GIVEN PASSAGE —
Mr McCain, a presidential candidate in 2000 and tipped to run again in 2008 for the White House, also said that while he understood the opposition in Ireland to the war in Iraq, he believed Irish people and other Europeans "may be on the wrong side of history".

"I would say to the Irish people that they may be viewing a sea change in the history of the Middle East in that democracy and freedom is spreading throughout that area," he said. "Coupled with significant progress in the Israeli-Palestinian issue, most objective observers would argue that the success of elections in Iraq was one of the catalysts that moved this process forward. Lot of things could go wrong but you see Mubarak calling for free elections, the Saudis saying that the Syrians have to get out of Lebanon, the demonstrations by the Lebanese saying 'Syrians out'. I believe you are seeing the winds of change blow across the Middle East."

He said that a number of Democrats in Congress were already saying that "President Bush may have been right." The difference between the Iraqi situation and the Vietnam war, said Mr McCain, who was a North Vietnam prisoner of war, "is that with the free elections in Iraq we changed the dynamic from insurgents versus the US to insurgents versus their own elected government. In Vietnam the South Vietnamese never viewed their government in Saigon as legitimate. It was always one general after another and they had a national hero in Ho Chi Min.

"In Iraq you've got a bunch of bad people who are killing innocent Iraqis and I don't think time is on the side of insurgents. The key will be casualties. We have been in Korea, Bosnia, Kosovo, lot of countries for a long time and we don't sustain casualties so Americans are pretty happy."

When people read of American soldiers being killed every day "it wears down support and that's the big danger. The key to that is the assumption of responsibility for security and police by Iraqis and it is still not clear despite what the administration says that we are making enough progress in training and equipping the Iraqi army."

ACTIONS TO TAKE —
**a)** In the passage on Mr McCain's remarks about Iraq, what does he say "the key will be"?
**b)** Copy the records, starting at the line containing "Can you find the plant" and ending at the last line of the records, with every "plant stem" changed to "flower stem" and nothing else altered. Give only those lines.

DATA FOR THIS TASK —

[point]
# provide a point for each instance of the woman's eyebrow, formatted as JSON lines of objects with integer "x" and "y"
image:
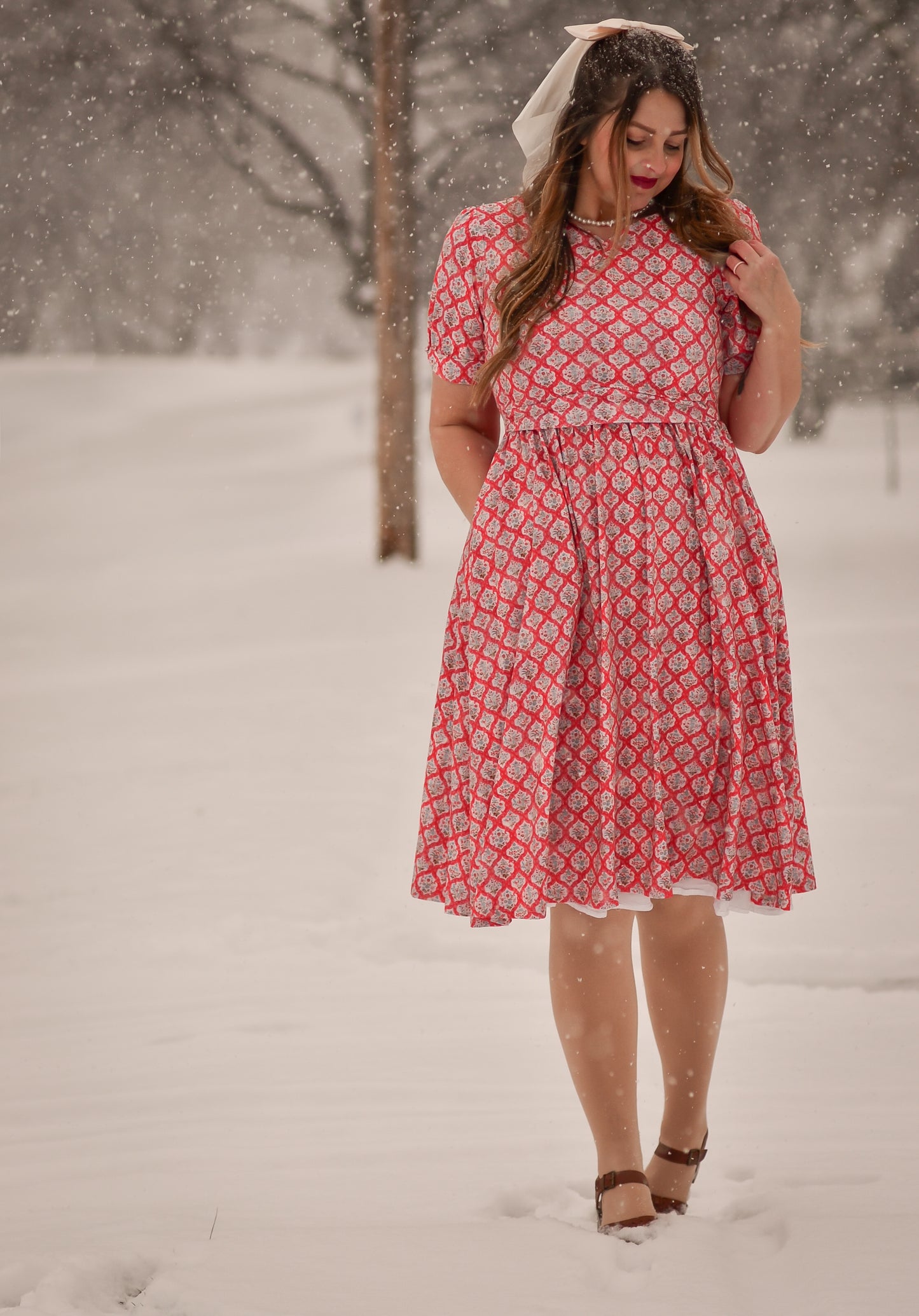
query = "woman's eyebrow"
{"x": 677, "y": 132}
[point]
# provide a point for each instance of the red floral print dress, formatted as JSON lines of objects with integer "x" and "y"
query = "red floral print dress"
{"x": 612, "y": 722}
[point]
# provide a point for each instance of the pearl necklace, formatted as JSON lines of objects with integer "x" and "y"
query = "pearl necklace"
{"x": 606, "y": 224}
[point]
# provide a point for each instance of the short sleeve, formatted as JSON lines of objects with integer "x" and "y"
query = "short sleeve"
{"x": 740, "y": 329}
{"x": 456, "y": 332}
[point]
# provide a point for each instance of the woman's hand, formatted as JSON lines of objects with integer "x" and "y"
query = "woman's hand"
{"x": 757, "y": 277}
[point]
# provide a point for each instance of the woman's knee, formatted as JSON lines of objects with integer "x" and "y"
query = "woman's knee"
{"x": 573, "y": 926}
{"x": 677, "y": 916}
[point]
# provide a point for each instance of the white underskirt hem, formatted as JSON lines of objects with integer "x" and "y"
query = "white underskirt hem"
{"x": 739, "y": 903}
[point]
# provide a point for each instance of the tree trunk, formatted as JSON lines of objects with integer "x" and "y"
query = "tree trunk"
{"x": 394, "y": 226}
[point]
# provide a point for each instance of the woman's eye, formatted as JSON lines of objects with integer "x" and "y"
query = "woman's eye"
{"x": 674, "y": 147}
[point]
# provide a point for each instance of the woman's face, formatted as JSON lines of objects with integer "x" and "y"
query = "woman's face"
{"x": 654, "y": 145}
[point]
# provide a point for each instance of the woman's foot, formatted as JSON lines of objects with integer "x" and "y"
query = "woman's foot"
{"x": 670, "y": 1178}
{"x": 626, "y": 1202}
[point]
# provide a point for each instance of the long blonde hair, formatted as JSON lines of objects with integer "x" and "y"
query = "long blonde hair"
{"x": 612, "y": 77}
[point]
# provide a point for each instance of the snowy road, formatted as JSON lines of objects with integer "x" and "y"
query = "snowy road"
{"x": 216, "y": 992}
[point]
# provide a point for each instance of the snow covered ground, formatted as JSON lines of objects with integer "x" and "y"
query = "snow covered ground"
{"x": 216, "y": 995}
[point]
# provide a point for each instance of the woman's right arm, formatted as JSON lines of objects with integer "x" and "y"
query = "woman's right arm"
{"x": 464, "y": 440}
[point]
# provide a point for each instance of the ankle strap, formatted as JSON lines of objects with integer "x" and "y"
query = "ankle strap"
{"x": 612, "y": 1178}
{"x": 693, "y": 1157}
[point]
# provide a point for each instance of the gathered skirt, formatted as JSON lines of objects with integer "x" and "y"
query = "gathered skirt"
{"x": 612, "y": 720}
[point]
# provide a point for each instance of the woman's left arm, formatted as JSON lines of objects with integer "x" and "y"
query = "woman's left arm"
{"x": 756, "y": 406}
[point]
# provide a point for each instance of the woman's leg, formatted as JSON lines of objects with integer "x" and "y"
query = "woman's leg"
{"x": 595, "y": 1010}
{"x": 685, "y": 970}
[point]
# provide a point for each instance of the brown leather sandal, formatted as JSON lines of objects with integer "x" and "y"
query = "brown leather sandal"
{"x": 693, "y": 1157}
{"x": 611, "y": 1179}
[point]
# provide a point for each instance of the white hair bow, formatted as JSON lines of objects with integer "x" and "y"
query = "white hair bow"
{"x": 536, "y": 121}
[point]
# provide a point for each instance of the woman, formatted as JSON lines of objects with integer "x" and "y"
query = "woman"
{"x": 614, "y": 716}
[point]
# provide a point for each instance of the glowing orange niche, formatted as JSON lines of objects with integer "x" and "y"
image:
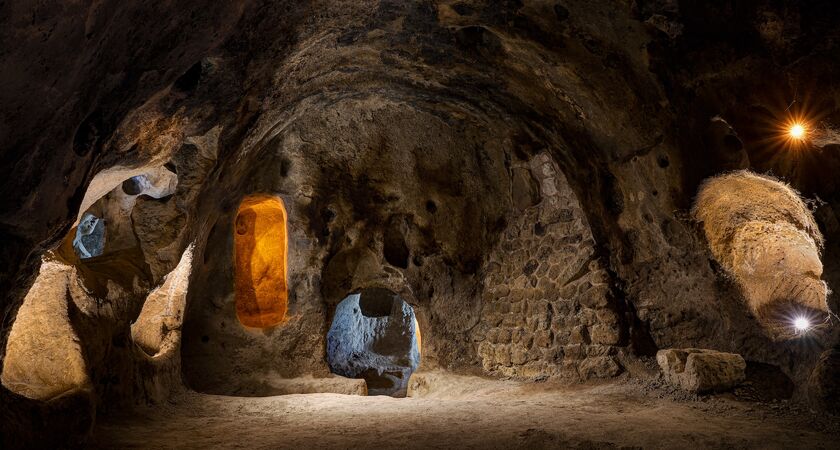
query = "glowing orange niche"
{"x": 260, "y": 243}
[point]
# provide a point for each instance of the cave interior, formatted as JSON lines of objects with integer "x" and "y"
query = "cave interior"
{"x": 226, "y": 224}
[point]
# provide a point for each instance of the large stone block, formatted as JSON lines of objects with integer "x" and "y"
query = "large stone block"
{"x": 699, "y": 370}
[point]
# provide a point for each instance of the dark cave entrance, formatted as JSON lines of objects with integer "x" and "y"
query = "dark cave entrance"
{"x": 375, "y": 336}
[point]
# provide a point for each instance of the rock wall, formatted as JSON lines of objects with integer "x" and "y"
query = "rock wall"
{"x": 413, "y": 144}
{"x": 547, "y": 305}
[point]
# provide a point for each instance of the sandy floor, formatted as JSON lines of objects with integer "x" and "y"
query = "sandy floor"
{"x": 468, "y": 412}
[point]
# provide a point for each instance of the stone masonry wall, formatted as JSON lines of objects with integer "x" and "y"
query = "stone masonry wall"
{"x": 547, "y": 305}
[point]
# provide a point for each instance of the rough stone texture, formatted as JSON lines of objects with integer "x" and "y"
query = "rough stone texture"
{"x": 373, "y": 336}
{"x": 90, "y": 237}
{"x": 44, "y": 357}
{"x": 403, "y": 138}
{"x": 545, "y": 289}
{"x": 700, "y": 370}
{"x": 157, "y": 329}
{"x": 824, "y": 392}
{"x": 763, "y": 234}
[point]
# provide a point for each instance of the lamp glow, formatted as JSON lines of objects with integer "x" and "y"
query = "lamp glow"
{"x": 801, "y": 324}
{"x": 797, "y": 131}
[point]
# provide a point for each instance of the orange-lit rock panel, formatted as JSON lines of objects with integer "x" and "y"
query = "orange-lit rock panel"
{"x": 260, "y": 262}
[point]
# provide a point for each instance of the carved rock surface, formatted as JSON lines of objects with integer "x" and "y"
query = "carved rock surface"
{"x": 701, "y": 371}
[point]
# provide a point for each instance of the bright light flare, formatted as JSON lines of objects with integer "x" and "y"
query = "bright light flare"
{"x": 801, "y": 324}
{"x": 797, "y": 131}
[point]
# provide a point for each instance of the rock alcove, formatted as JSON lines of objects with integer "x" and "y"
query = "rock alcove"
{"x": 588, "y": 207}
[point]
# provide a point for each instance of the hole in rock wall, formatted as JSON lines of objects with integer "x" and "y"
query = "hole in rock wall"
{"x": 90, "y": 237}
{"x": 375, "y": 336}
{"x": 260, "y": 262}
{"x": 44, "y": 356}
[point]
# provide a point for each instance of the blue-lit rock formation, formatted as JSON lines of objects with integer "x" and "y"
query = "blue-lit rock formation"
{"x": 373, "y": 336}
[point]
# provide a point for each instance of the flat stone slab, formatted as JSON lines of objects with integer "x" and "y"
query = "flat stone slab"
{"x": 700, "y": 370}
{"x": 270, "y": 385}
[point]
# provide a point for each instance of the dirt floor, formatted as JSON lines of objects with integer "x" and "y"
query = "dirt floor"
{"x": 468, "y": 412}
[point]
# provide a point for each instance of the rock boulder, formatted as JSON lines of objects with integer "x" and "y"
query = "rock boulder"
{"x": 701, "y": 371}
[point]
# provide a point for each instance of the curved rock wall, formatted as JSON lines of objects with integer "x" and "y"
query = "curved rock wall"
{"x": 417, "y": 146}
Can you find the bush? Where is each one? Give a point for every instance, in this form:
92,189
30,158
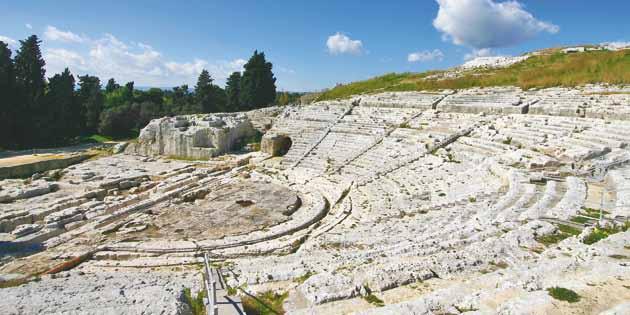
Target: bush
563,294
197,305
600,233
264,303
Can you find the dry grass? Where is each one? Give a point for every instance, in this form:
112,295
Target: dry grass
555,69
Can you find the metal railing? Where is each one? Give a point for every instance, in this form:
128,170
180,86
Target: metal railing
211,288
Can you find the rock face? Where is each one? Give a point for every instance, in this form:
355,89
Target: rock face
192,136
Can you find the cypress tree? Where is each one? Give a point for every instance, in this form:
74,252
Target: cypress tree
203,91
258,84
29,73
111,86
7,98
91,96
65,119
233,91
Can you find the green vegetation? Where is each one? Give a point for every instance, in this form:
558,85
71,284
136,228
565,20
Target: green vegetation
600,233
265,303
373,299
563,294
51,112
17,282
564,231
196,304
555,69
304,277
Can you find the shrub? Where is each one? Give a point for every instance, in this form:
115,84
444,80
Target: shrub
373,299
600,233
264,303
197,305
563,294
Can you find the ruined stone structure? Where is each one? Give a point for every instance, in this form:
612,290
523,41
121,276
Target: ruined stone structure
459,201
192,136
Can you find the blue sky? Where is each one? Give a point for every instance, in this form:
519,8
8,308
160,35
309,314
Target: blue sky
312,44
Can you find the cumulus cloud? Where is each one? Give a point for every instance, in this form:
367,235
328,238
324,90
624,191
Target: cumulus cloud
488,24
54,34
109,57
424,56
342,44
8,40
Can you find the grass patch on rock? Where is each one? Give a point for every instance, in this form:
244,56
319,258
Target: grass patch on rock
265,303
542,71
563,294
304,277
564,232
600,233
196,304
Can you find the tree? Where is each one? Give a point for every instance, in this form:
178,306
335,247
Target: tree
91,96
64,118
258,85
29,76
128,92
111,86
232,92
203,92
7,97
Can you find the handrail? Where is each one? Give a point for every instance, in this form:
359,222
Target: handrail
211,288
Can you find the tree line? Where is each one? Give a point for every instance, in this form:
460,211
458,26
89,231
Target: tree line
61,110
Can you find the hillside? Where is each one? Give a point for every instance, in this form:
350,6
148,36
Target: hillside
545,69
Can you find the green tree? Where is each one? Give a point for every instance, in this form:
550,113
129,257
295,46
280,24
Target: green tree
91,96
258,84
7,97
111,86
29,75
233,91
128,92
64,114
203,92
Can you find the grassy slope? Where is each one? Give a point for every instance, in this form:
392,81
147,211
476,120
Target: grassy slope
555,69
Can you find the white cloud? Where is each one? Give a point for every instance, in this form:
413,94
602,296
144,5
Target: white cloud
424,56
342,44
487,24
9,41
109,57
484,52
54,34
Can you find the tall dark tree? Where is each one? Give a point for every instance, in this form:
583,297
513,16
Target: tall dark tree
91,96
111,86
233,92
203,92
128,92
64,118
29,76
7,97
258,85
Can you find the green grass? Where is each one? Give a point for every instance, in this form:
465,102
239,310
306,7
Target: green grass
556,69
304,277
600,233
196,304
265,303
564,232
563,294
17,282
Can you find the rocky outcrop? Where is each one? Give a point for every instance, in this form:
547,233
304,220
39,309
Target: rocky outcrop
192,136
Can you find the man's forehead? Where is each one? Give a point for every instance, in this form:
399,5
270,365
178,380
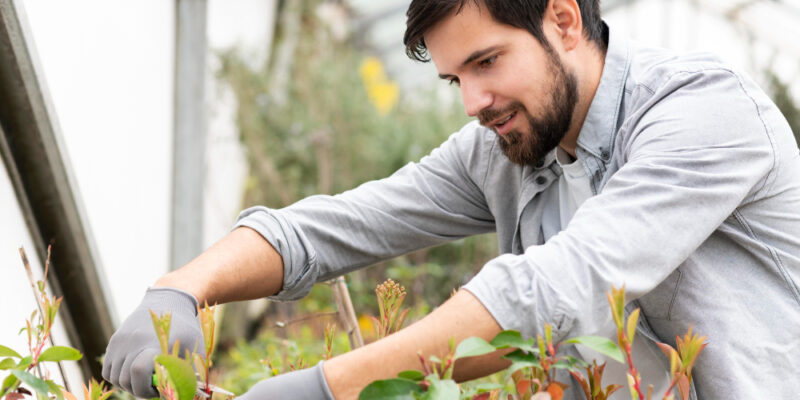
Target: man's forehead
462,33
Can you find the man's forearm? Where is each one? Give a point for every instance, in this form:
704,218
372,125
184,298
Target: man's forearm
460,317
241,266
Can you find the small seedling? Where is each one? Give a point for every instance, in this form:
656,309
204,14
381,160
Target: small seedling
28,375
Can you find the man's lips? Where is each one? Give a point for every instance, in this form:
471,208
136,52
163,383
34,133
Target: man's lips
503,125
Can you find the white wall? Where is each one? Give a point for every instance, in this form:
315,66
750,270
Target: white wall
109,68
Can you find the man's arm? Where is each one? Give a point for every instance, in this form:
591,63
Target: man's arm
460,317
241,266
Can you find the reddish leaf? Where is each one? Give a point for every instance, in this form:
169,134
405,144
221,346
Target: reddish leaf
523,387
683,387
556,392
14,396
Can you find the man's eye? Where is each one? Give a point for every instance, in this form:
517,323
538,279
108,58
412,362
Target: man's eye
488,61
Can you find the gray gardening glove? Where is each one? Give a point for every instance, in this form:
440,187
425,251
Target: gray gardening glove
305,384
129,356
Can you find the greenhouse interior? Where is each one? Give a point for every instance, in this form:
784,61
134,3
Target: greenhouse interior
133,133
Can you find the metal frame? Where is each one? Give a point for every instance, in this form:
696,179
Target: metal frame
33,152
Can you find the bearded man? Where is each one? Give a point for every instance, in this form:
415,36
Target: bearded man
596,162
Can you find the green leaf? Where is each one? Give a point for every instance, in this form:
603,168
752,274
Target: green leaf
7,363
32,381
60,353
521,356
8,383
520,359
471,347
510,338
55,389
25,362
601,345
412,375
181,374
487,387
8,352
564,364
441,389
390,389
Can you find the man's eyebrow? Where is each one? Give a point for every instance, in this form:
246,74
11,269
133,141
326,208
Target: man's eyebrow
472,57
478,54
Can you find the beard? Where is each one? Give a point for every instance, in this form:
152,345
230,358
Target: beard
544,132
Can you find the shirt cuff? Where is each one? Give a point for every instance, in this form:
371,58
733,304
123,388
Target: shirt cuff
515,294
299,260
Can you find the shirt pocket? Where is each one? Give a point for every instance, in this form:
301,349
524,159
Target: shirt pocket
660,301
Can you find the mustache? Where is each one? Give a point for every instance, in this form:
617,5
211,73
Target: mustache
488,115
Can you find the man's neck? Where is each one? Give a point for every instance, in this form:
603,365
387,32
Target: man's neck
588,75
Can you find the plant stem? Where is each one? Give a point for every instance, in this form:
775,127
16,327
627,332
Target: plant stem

RESULTS —
**a)** Casualties.

**b)**
Can you find the flower stem? Where is each one? Give a point for every instance, in this form:
775,127
16,327
627,332
Target: flower stem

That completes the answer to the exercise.